*Selected text:*

-- Opening Marker --

How Medical Debt Affects Health

Worried mother with daughter

People who have medical debt or trouble paying their medical bills are more likely to have health issues — including high blood pressure, worse self-reported health status, poorer mental health, and shorter life expectancy. (1) (2) (3) (4) (5) (6) While people with greater health needs require more care and are more likely to end up with large medical bills, the evidence suggests that medical debt itself can also affect our health.

This report summarizes existing evidence on issues related to medical debt as a driver of health outcomes. Evidence for the drivers of health is well-established. Building on this body of work, we explore the connections between medical debt and health outcomes at the individual and population levels (Figure 1). Our review of the research looked at the effects of medical debt, the bills that can lead to it, and financial shocks and household debt more broadly.

Acknowledgment: This research was funded by the Annie E. Casey Foundation. We thank them for their support but acknowledge that the findings and conclusions presented in this report are those of the authors alone, and do not necessarily reflect the opinions of the Foundation.

Sycamore takes a neutral and objective approach to analyze and explain public policy issues. Funders do not determine research findings. More information on our code of ethics is available here.

-- Closing Marker --

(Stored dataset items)
-- Opening Marker --

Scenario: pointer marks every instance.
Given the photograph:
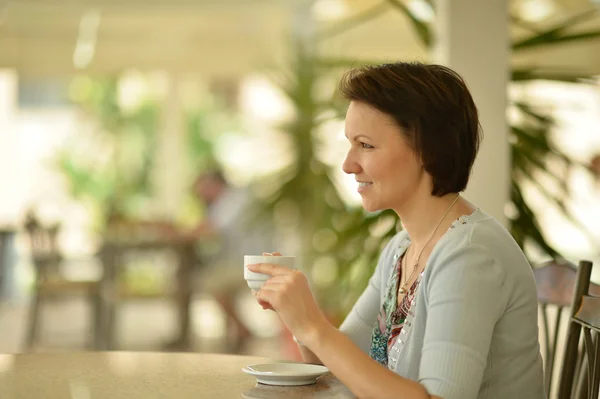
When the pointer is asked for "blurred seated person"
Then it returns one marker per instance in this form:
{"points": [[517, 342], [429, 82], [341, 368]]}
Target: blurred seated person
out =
{"points": [[225, 225]]}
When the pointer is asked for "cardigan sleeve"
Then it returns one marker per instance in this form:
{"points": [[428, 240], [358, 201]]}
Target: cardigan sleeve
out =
{"points": [[465, 298]]}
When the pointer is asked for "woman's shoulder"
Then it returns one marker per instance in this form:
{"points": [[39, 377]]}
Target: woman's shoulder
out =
{"points": [[482, 239]]}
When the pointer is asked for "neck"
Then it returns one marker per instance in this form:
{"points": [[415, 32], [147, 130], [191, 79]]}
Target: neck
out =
{"points": [[421, 214]]}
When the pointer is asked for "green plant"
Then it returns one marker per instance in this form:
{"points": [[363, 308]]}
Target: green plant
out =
{"points": [[356, 238], [110, 166]]}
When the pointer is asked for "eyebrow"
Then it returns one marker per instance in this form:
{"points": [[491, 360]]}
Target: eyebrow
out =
{"points": [[358, 136]]}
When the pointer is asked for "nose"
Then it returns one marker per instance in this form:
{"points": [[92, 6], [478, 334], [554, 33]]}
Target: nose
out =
{"points": [[350, 165]]}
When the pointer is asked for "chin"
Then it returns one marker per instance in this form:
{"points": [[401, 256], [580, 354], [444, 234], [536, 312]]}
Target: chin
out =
{"points": [[370, 207]]}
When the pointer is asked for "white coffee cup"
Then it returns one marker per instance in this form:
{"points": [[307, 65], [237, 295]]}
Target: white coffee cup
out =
{"points": [[256, 280]]}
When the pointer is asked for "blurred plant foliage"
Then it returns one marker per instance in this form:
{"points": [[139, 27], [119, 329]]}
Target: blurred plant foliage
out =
{"points": [[109, 165], [340, 245]]}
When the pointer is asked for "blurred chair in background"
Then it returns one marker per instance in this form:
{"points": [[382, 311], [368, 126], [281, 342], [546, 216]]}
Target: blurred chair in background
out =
{"points": [[555, 282], [50, 283], [580, 374]]}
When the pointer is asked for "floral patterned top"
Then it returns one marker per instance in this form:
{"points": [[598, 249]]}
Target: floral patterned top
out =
{"points": [[391, 316]]}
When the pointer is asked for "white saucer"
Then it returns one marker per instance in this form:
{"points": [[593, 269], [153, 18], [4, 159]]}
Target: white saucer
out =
{"points": [[287, 374]]}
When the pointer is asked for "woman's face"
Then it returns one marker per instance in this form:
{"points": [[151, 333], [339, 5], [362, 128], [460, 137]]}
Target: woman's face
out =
{"points": [[386, 168]]}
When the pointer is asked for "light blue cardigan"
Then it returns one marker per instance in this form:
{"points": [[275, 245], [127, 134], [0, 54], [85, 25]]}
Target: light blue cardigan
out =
{"points": [[472, 331]]}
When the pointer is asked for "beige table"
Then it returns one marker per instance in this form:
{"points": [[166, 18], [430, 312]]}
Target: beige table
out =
{"points": [[131, 375]]}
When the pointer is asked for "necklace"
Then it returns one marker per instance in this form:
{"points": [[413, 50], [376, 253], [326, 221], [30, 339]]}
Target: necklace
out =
{"points": [[402, 289]]}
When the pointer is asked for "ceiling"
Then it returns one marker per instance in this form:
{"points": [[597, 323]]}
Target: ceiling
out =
{"points": [[215, 37]]}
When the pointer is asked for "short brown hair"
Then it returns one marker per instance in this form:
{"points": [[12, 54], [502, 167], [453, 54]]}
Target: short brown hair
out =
{"points": [[433, 106]]}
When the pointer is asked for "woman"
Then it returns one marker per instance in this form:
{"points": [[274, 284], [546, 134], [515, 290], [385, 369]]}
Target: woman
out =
{"points": [[451, 310]]}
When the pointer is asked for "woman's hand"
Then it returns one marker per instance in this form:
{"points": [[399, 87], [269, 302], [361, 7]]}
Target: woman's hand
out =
{"points": [[287, 292]]}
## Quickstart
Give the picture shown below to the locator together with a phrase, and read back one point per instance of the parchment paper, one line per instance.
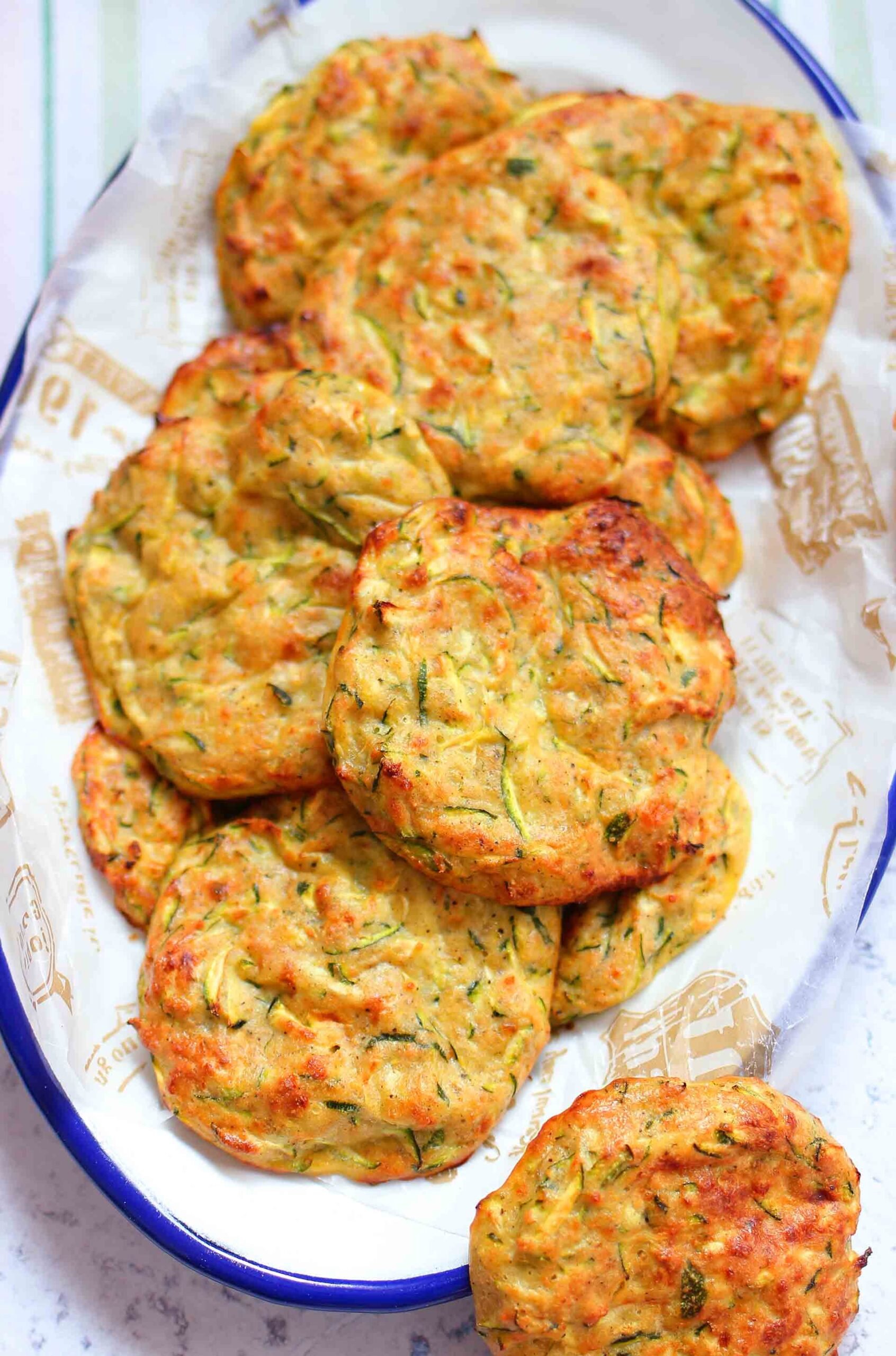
(812, 619)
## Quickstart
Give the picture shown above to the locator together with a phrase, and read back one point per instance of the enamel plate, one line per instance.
(306, 1243)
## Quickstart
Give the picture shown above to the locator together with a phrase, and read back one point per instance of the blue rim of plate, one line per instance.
(201, 1253)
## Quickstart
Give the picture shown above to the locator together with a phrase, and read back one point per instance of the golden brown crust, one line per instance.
(686, 504)
(204, 620)
(204, 605)
(359, 127)
(685, 1219)
(613, 945)
(315, 1005)
(231, 379)
(513, 304)
(750, 204)
(342, 453)
(133, 821)
(519, 701)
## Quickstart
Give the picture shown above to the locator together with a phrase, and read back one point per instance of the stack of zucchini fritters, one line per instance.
(403, 627)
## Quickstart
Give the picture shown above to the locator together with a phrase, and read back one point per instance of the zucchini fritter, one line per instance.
(204, 608)
(133, 821)
(513, 304)
(679, 497)
(519, 701)
(231, 379)
(235, 376)
(315, 1005)
(613, 945)
(750, 204)
(362, 122)
(679, 1219)
(341, 452)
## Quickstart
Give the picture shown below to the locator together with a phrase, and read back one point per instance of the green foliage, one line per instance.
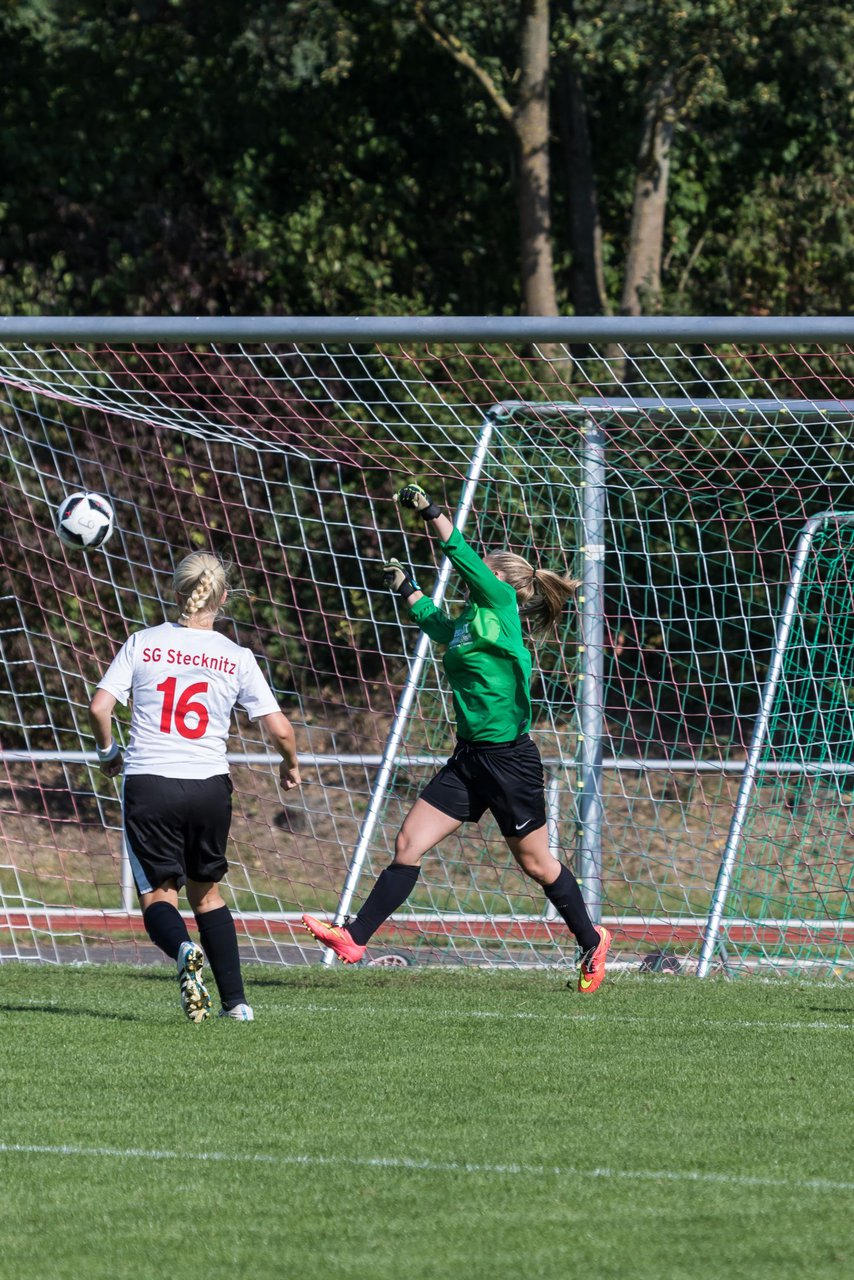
(243, 156)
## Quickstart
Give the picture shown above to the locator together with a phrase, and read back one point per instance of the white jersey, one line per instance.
(185, 682)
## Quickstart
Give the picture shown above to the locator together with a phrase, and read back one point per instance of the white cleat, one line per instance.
(195, 1000)
(240, 1013)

-- Closing Marker --

*Brief 1:*
Answer these questions from the text on medical debt and health.
(a) Which health issues are more likely among people with medical debt or trouble paying their medical bills?
(b) Which organization funded the research?
(c) Besides the effects of medical debt, what else did the review of research look at?
*Brief 2:* Carry on the text on medical debt and health, starting after its final sentence.
The items are not needed for any of this work.

*Written answer 1:*
(a) High blood pressure, worse self-reported health status, poorer mental health, and shorter life expectancy.
(b) The Annie E. Casey Foundation.
(c) The bills that can lead to medical debt, and financial shocks and household debt more broadly.

*Written answer 2:*
Figure 1

How Medical Debt Affects the Factors that Drive Our Health

Our review suggests that medical debt itself may affect health outcomes, exacerbate already poor health outcomes, and worsen existing health disparities via:

  • Adverse effects on both economic stability and mobility.
  • Stress that affects mental health and, in some cases, prompts riskier health behaviors.
  • Reduced use of and access to medical care.
  • Limiting access to neighborhoods with built environments that foster good health.

The effects of medical debt can be long-lasting. Past-due medical bills reported to a credit bureau affect credit history for seven years. (6) Debts can also be bought and sold multiple times over the course of many years. (7) These debt buyers and collectors often tack on additional charges and take legal actions – both of which can exacerbate and prolong the effects of medical debt.

Effects on Economic Opportunity

Medical debt has negative effects on people’s economic circumstances and can make it harder to stay afloat or get ahead.

Impact on Credit History

Medical debt hurts your credit history and credit scores. (8) (9) A creditor (i.e. a health care provider) or debt collector can report an unpaid medical bill to credit bureaus at any point after the bill is issued. (10) If you do not pay the bill within 180 days of that report, the debt appears on your credit report as an “account in collections.” (11) Once reported, your credit score is reduced for seven years — even if you ultimately pay off the debt (Note: It can be removed immediately if an insurer pays it). (6) While consumers can usually improve their credit scores by making on-time debt payments (e.g. for a mortgage or credit cards), credit bureaus do not track on-time medical bill payments. As a result, medical bills can reduce your credit score but cannot improve it. (12) (13)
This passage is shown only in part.